RECORDS PROVIDED:
..............................

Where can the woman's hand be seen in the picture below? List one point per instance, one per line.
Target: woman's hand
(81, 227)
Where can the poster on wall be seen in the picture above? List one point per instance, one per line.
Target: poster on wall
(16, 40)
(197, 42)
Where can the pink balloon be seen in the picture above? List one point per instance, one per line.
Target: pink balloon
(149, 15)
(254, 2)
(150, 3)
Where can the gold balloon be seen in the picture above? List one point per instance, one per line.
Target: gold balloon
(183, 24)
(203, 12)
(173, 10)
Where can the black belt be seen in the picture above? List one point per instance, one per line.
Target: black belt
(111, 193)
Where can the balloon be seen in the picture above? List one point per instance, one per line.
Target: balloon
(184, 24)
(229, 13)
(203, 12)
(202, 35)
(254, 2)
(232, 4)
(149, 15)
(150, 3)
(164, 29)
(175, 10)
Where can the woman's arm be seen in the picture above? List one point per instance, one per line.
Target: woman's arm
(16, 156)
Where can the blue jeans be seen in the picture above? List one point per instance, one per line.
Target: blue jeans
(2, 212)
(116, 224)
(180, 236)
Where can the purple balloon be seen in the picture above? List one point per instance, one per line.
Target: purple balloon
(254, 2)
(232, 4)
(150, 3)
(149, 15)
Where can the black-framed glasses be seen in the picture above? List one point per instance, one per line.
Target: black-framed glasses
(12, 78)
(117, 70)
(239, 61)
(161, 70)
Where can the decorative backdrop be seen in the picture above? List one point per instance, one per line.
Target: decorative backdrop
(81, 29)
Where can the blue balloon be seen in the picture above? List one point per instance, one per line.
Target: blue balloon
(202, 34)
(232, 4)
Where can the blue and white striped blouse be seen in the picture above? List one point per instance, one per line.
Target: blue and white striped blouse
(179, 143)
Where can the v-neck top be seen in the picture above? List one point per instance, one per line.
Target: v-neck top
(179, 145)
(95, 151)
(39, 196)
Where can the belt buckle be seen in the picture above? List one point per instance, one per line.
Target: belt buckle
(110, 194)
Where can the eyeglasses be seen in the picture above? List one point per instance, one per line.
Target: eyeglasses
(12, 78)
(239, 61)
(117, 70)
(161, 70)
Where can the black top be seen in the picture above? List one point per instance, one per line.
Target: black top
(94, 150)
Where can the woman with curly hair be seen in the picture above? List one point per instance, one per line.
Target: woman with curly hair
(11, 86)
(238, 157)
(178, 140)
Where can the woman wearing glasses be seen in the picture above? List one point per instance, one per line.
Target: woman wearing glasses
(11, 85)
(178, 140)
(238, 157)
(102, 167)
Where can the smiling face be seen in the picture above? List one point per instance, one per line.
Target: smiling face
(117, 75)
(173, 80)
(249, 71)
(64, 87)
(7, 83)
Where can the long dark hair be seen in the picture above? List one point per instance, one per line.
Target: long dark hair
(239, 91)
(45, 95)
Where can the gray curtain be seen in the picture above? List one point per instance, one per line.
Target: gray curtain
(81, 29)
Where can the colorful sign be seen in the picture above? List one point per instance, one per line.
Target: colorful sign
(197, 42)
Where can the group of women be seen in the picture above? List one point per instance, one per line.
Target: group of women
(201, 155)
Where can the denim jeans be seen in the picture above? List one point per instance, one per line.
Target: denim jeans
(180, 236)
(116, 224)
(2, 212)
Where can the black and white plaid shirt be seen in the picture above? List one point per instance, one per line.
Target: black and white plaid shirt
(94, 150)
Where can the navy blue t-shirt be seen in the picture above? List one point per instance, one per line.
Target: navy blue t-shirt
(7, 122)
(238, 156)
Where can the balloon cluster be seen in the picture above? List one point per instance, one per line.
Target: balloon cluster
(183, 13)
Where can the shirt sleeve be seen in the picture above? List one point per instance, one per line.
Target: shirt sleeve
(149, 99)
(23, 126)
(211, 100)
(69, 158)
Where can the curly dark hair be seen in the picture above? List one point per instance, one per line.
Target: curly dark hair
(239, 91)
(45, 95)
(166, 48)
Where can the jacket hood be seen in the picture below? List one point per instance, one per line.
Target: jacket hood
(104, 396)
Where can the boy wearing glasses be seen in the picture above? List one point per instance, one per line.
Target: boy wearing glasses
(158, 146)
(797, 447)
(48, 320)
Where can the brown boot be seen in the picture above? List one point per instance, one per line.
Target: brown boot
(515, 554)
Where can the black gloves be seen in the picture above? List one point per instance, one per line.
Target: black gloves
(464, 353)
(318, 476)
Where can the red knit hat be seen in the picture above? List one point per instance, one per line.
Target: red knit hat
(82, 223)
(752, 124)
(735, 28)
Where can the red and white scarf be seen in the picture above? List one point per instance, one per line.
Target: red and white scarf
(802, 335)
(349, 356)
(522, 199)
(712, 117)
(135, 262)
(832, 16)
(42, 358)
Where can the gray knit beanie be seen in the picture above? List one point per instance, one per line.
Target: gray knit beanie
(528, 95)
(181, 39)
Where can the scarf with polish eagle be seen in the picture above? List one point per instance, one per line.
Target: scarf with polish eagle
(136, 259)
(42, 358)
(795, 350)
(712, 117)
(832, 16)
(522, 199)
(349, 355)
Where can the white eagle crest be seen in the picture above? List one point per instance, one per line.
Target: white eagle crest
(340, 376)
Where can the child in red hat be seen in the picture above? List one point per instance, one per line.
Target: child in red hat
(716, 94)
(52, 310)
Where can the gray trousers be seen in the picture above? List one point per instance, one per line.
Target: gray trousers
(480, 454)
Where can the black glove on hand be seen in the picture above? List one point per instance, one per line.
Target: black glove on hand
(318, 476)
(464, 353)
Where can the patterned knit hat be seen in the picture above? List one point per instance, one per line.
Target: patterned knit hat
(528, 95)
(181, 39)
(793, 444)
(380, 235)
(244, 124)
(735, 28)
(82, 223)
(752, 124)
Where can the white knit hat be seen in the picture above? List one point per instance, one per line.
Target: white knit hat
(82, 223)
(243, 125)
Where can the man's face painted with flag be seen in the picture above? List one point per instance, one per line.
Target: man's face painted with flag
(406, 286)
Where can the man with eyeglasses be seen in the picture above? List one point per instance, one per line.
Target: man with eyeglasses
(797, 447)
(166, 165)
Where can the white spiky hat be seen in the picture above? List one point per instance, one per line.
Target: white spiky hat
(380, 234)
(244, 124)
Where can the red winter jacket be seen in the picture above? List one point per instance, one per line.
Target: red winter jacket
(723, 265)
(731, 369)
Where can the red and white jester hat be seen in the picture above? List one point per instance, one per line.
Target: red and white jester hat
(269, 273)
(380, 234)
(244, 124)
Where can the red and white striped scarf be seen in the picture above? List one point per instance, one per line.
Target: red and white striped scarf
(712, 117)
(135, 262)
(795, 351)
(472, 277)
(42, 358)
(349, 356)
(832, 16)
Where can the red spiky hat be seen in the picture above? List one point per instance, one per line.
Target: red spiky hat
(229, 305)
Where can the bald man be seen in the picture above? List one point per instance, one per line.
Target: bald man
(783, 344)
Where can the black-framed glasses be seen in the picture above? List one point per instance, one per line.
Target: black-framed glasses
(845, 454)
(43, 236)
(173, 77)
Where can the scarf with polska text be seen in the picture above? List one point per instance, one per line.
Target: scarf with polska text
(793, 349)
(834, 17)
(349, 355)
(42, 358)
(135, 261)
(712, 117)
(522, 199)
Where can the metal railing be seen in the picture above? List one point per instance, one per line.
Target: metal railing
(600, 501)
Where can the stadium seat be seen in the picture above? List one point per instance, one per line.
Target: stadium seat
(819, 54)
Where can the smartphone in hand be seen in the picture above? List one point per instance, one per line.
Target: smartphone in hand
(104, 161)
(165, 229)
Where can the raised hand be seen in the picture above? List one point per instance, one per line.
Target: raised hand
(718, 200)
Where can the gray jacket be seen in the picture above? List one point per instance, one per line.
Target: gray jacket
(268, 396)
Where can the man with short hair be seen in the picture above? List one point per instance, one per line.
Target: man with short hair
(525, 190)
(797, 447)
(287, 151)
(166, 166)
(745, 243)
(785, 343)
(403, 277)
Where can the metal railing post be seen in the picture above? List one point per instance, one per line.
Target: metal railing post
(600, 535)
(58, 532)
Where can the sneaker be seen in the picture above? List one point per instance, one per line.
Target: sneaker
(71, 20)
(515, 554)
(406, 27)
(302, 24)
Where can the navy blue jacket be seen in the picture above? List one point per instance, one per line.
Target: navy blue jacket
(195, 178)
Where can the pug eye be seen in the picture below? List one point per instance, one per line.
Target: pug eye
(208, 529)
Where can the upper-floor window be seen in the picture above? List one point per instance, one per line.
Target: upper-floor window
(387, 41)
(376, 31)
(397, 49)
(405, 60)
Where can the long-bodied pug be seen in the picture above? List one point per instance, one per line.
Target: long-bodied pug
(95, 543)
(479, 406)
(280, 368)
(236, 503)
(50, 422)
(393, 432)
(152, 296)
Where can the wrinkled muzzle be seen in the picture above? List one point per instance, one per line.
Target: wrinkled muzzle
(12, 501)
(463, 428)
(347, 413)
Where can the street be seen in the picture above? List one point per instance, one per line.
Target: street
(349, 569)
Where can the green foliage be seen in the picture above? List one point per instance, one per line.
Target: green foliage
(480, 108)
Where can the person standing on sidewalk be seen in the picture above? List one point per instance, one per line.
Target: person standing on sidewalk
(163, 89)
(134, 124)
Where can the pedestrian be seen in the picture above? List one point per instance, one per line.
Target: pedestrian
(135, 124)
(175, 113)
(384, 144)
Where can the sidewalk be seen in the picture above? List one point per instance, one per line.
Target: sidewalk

..............................

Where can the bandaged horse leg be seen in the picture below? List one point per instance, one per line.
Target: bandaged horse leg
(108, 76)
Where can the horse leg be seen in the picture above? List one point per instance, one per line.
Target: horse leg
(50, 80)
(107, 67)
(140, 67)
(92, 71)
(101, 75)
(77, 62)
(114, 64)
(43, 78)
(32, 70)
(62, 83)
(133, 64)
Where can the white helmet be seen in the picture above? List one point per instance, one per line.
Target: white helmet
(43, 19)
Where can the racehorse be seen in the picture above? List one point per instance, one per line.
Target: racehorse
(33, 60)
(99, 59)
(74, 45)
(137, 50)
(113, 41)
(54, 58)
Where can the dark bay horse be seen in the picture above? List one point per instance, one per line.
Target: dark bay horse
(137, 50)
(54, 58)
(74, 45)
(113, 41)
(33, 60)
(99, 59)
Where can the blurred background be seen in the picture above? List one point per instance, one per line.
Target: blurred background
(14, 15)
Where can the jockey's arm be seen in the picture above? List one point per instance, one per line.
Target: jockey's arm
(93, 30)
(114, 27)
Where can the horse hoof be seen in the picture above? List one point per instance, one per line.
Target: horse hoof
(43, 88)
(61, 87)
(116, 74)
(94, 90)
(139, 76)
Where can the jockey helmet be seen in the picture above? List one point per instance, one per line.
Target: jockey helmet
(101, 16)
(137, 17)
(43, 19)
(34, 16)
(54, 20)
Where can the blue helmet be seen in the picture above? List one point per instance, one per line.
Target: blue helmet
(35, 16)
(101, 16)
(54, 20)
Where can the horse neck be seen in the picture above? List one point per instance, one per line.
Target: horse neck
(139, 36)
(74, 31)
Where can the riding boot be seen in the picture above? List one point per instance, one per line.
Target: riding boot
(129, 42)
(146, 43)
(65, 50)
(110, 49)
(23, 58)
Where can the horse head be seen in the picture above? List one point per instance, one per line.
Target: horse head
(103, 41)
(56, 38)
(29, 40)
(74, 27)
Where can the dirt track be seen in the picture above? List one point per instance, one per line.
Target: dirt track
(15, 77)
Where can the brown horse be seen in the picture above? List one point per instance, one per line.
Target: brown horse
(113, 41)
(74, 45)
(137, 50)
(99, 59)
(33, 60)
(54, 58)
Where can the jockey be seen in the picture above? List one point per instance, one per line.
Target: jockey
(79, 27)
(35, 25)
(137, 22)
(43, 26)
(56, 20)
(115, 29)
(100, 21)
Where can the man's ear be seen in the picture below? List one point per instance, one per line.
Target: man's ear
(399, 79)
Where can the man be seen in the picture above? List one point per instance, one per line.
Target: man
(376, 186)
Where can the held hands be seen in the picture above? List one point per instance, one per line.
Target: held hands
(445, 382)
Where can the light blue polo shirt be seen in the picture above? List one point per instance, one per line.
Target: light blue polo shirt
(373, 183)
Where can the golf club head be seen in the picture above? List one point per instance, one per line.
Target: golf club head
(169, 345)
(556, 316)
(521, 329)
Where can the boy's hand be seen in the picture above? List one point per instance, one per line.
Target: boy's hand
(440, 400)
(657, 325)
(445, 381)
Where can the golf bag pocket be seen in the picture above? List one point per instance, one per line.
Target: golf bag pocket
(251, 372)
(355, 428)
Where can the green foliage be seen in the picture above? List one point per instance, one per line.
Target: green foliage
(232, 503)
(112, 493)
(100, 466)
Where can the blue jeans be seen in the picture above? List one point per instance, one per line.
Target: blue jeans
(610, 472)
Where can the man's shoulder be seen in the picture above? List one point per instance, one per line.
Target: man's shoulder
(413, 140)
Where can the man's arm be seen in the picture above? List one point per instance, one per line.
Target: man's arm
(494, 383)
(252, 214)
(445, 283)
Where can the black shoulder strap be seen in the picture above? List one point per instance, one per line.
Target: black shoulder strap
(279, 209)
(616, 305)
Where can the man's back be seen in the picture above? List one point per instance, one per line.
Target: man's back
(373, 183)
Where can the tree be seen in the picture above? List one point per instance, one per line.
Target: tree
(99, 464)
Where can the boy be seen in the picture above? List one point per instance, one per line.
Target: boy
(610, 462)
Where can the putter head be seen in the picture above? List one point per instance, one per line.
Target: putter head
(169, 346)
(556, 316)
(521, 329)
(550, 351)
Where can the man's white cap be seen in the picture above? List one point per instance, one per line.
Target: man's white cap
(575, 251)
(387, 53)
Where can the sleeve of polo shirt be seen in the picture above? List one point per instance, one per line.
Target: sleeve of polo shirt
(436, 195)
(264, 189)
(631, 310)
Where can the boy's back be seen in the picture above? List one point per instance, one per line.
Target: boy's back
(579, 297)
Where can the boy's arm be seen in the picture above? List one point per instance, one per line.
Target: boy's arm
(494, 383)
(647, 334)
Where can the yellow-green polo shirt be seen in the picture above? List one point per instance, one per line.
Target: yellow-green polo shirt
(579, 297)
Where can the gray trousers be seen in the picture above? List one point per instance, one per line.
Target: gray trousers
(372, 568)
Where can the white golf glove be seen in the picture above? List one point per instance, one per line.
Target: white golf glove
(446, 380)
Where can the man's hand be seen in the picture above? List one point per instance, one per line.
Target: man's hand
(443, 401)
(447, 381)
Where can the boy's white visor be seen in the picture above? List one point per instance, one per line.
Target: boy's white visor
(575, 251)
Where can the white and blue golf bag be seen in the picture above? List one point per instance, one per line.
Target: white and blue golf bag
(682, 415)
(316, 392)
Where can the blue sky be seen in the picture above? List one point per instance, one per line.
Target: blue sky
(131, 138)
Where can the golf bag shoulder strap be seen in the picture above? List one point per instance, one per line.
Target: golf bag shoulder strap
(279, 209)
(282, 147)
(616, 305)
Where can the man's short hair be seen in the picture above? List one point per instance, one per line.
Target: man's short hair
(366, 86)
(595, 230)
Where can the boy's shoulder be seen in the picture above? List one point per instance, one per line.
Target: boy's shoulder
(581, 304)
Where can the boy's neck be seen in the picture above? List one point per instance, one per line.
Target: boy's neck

..............................

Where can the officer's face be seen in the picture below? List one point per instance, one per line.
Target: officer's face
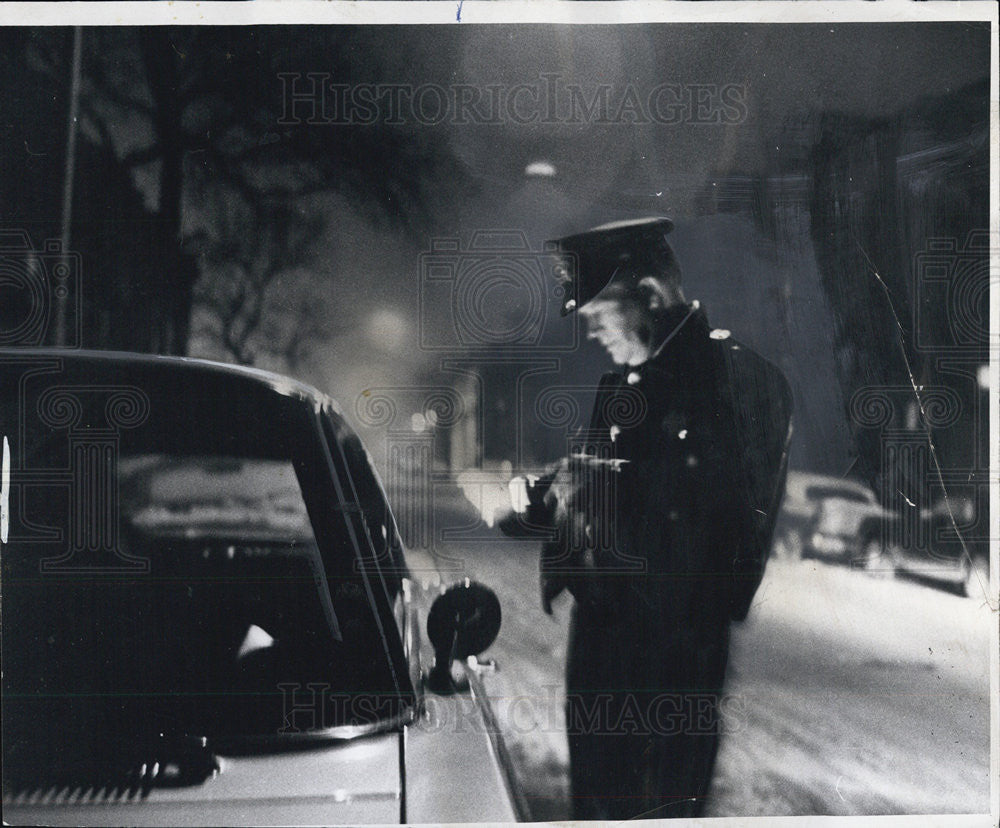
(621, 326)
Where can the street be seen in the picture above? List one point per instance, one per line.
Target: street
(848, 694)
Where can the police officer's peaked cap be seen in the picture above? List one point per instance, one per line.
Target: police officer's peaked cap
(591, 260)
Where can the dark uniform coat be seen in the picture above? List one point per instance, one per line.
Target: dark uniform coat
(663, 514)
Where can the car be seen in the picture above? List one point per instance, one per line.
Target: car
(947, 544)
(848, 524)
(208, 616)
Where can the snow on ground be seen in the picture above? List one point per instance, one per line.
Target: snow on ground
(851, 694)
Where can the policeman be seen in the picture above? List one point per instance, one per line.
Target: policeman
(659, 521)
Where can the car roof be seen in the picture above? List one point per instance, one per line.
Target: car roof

..............................

From the records above, count the lines that contain "roof". Only the number should be written.

2